Set exercise: Pick out each line in the records below that contains the word "tree" and copy those lines.

Records:
◆ ◆ ◆ ◆
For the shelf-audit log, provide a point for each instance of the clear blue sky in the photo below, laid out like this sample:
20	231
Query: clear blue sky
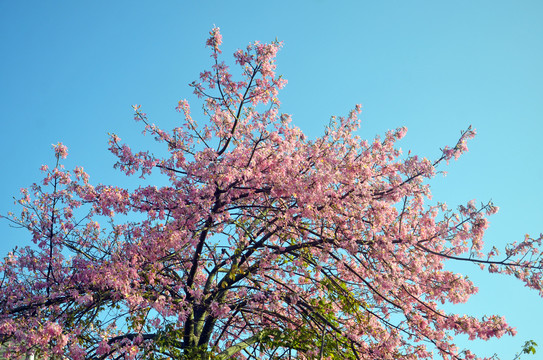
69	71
◆ ◆ ◆ ◆
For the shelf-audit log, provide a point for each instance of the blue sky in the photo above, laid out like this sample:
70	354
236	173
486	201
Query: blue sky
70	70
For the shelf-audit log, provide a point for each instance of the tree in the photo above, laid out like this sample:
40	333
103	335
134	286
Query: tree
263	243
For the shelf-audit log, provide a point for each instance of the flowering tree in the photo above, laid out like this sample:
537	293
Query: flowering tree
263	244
◆ ◆ ◆ ◆
Result below:
For the shelf-audit log, provide a point for each instance of the tree in the photo above, laid out like this sample:
Query: tree
For the shelf-audit log, provide a point for each instance of the flowering tree in the photo above, laid out like this sample:
Query: flowering tree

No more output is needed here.